**Source text:**
Thursday, October 11, 2012


Hi Lutero,you said:I have been raised a “Roman” Catholic. I have memorized the The Commandments and learned to lead the Rosary even before I was 6 years old. I learned Novena when I was in sixth Grade. My mother and I performed the devotion of Mary every Wednesday and also do Station of the Cross on the last Friday of each month. I have 2 uncles who are priests and worked at the Church every free time I have. I also stop by in the Prayer room to pray the Rosary every Friday of the week during High School. But I was born again and became a “born-again” Christian after experiencing the love of Jesus personally when I was in college. But I still have one question that even my priest uncles haven’t given me a convincing answer.
I fell away from the Church to atheism when I was around 13 years old. It took about 15 years for me to be open to hearing the truth from the Catholic Church. Scripture tells us plainly:
1 Corinthians 2:14
But the natural man receiveth not the things of the Spirit of God: for they are foolishness unto him: neither can he know them, because they are spiritually discerned.

**Questions:**
a: In the blog post, how often did Lutero stop by the Prayer room to pray the Rosary during high school?
b: Summarize the blog post in two sentences.
c: Rewrite the paragraph of the blog post that begins "Hi Lutero" as a brief bulleted list, keeping its main facts.

**Source information:**

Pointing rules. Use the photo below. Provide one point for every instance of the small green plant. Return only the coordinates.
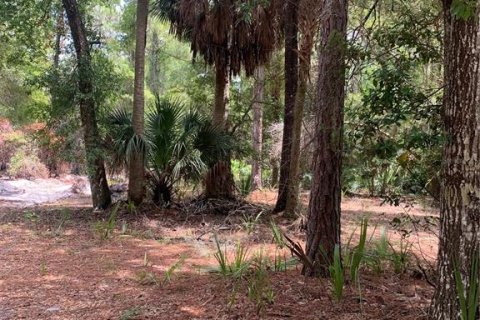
(147, 278)
(43, 268)
(358, 251)
(400, 258)
(239, 265)
(130, 314)
(259, 286)
(250, 222)
(30, 216)
(221, 256)
(167, 277)
(66, 215)
(245, 185)
(337, 274)
(376, 257)
(105, 228)
(277, 235)
(469, 298)
(131, 207)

**Per-task outputs:**
a: Every Friday of the week.

b: The blog post quotes Lutero describing a devout Roman Catholic upbringing and later becoming a born-again Christian in college, with one question that even Lutero's two priest uncles had not answered convincingly. The writer replies that they fell away from the Church to atheism at around 13, took about 15 years to become open to the Catholic Church's truth, and cites 1 Corinthians 2:14.

c:
- Lutero was raised a "Roman" Catholic.
- Before age 6, Lutero had memorized the Commandments and learned to lead the Rosary.
- Lutero learned the Novena in sixth grade.
- With Lutero's mother, Lutero performed the devotion of Mary every Wednesday and the Station of the Cross on the last Friday of each month.
- Lutero has 2 uncles who are priests and worked at the Church in every free moment.
- During high school, Lutero prayed the Rosary in the Prayer room every Friday.
- In college, Lutero became a born-again Christian after experiencing the love of Jesus personally.
- Lutero still has one question that even the priest uncles have not answered convincingly.